STORED DATA:
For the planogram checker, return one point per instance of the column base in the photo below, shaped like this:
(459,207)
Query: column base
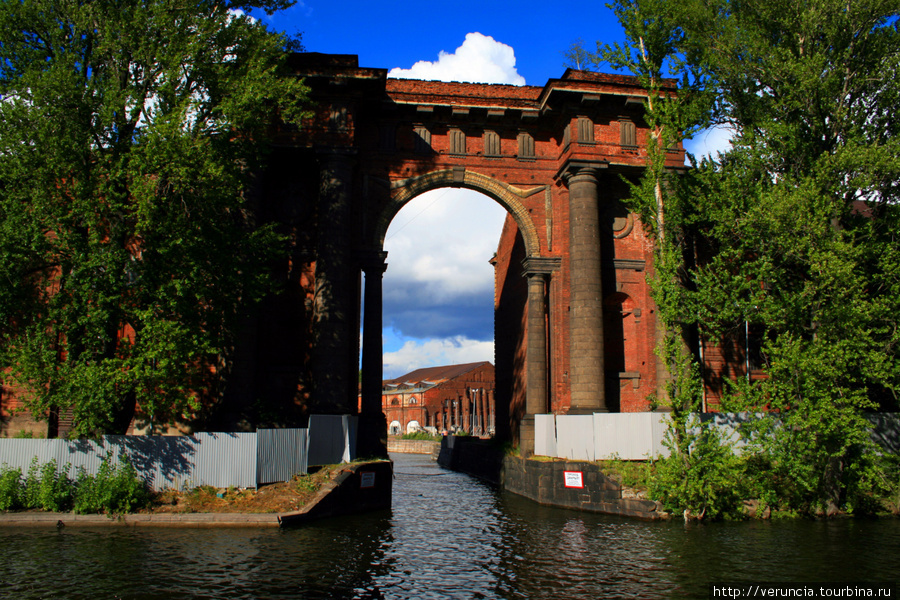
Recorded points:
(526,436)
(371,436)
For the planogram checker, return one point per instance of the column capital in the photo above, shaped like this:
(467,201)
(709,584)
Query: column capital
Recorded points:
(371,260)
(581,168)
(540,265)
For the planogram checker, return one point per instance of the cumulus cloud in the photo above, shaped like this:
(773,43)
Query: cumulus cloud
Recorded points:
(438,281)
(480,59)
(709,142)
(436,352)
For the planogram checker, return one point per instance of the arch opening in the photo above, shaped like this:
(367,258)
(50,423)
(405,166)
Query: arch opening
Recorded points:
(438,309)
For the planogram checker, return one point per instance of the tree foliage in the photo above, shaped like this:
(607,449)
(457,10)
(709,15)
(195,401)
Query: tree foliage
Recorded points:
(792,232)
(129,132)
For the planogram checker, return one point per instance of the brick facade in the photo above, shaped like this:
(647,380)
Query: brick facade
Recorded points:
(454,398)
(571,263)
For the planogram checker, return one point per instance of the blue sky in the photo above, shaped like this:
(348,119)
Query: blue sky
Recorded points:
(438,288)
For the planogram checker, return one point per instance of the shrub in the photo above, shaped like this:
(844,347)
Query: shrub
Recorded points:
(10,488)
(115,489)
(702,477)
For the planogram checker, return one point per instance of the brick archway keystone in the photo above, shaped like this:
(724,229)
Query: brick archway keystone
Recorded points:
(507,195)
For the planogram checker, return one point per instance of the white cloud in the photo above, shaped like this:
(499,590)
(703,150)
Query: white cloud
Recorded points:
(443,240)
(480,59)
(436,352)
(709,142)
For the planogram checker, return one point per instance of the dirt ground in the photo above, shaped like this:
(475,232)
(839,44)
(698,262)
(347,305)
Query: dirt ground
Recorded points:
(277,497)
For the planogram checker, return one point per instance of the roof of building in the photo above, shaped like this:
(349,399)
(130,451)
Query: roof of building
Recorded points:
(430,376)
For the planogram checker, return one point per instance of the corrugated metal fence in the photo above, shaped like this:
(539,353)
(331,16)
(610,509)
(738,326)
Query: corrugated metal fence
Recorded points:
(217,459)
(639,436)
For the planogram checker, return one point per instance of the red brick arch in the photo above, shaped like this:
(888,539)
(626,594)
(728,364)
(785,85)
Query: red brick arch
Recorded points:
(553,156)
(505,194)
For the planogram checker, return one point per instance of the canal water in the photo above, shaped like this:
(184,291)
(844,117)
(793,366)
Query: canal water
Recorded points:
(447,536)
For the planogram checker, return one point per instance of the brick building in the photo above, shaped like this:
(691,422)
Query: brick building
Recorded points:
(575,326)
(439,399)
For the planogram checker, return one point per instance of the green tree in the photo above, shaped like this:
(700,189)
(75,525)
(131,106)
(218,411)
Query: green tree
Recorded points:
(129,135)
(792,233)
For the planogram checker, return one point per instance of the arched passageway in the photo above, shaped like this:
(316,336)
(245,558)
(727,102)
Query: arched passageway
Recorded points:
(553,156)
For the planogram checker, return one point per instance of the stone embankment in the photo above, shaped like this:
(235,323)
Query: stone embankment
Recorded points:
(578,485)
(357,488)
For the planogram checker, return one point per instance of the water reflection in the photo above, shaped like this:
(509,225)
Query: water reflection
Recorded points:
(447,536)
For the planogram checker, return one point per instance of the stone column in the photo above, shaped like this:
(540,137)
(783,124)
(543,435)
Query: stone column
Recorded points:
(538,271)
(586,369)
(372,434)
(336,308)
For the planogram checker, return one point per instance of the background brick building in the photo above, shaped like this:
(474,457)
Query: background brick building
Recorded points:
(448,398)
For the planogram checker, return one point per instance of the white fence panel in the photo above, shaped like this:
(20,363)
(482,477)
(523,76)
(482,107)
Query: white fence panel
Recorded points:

AIM OF THE TASK: Rewrite the material above with each "planogram checker" changed to "shelf audit tool" and everything else left as it stands. Leave the pictures out.

EXERCISE ANSWER:
For the shelf audit tool, return one point per instance of the column base in the photo below, shaped like this:
(459,207)
Query: column base
Recorded points:
(526,436)
(371,436)
For the shelf audit tool, return one point per instance of the column capital in the photo above, shaped like this:
(467,201)
(709,584)
Query: column capital
Recorded points:
(371,260)
(581,168)
(540,265)
For the shelf audit tool, return one point per instance of the cumulus cloud in the photo above, shaped like this:
(773,43)
Query: cumulus cloud
Recorded points:
(438,281)
(480,59)
(709,142)
(436,352)
For the shelf audit tool, return one point per instance of the arch opening in the photo above, shaped like this:
(367,258)
(50,423)
(405,166)
Query: arch opening
Recorded points:
(438,309)
For the shelf audit tool, return one point per instance of the tree foliage in the photo above, shaped like this:
(607,449)
(457,10)
(709,15)
(195,401)
Query: tree foliage
Recorded points:
(792,232)
(129,132)
For the shelf audit tool, return one point per instance of the brick facade in the photo above, shaped like this:
(647,380)
Query: brick facade
Recorded points:
(454,398)
(571,263)
For the shelf audit tool, return one point per instance of the blue sky in the photo above, shaped like this:
(348,119)
Query: blue sky
Recorded points:
(438,288)
For the shelf audit tool, return one point per instance of the shrub in the photo above, shaped like this:
(844,347)
Query: shrub
Recorded points:
(10,488)
(115,489)
(702,477)
For the shelf audit tool, return one point per instance of the brick archway keystone in the photo above, shaped like this:
(724,229)
Query: brick archway keystone
Recorded points:
(507,195)
For the shelf audit tool, return one point per instance of the white cloud in the photo above, shaped like this:
(499,590)
(703,150)
Query: white cloud
Recorded points:
(443,240)
(480,59)
(436,352)
(709,142)
For the shelf audit tool, return one point per instance of the dirt ground in the photo above, shaped like this:
(475,232)
(839,44)
(698,262)
(347,305)
Query: dirt ground
Recorded points:
(277,497)
For the shelf audit tool, return one point per instance of the roof of building in the photo above, shaped like this:
(349,399)
(130,451)
Query: roof of building
Recorded points:
(430,376)
For the shelf audit tool, return one point per instance of the corrugated metal fence in the photo above, shaped like this:
(539,353)
(331,16)
(610,509)
(738,326)
Query: corrugated metal fence
Recorded points:
(217,459)
(639,436)
For the shelf audit tool, return one point per instance of the red brick arch in the photo above, shaped like this:
(888,539)
(626,594)
(728,364)
(785,85)
Query: red brick arch
Recorded points:
(553,156)
(505,194)
For the shelf audit tool, return one point per instance of the canal water in the photo above, shaped like this:
(184,291)
(844,117)
(793,366)
Query: canal water
Recorded points:
(447,536)
For the shelf audit tool, return one point per instance of the brick building in the photo above, shaped like this:
(691,422)
Query: brick building
Recorded points:
(575,326)
(439,399)
For the shelf audit tool, return one point per instance of the green tree in the photo above, shaped like this:
(700,189)
(75,525)
(131,106)
(218,411)
Query: green tree
Recorded points:
(129,135)
(792,233)
For the shelf audit tool, return one point per instance of the arched passageway in the photo above, shaped like this:
(316,336)
(245,558)
(727,102)
Query: arched passageway
Recorded points:
(553,156)
For the shelf audit tool, return one point per instance of the stone embankment in the photo above, shaped like this:
(235,323)
Query: stone embankment
Recorded points:
(578,485)
(357,488)
For the shelf audit tool, return one point per instance of the water reflection in the photo above, shaped like this:
(509,225)
Query: water reflection
Recorded points:
(447,536)
For the shelf audit tool, return one point per instance of the stone column in the photo above, shaped like this:
(540,137)
(783,124)
(543,435)
Query: stone column
Recorded points:
(538,271)
(586,369)
(372,434)
(336,308)
For the shelf audit tool, return one point per instance of the background brick building in the photo above, shaped like this:
(474,457)
Query: background brick building
Recorded points:
(448,398)
For the shelf audit tool, return one point per instance of the white fence panel in the photo above, shaped like this:
(20,363)
(482,477)
(523,76)
(482,107)
Query: white fence panel
Recorded points:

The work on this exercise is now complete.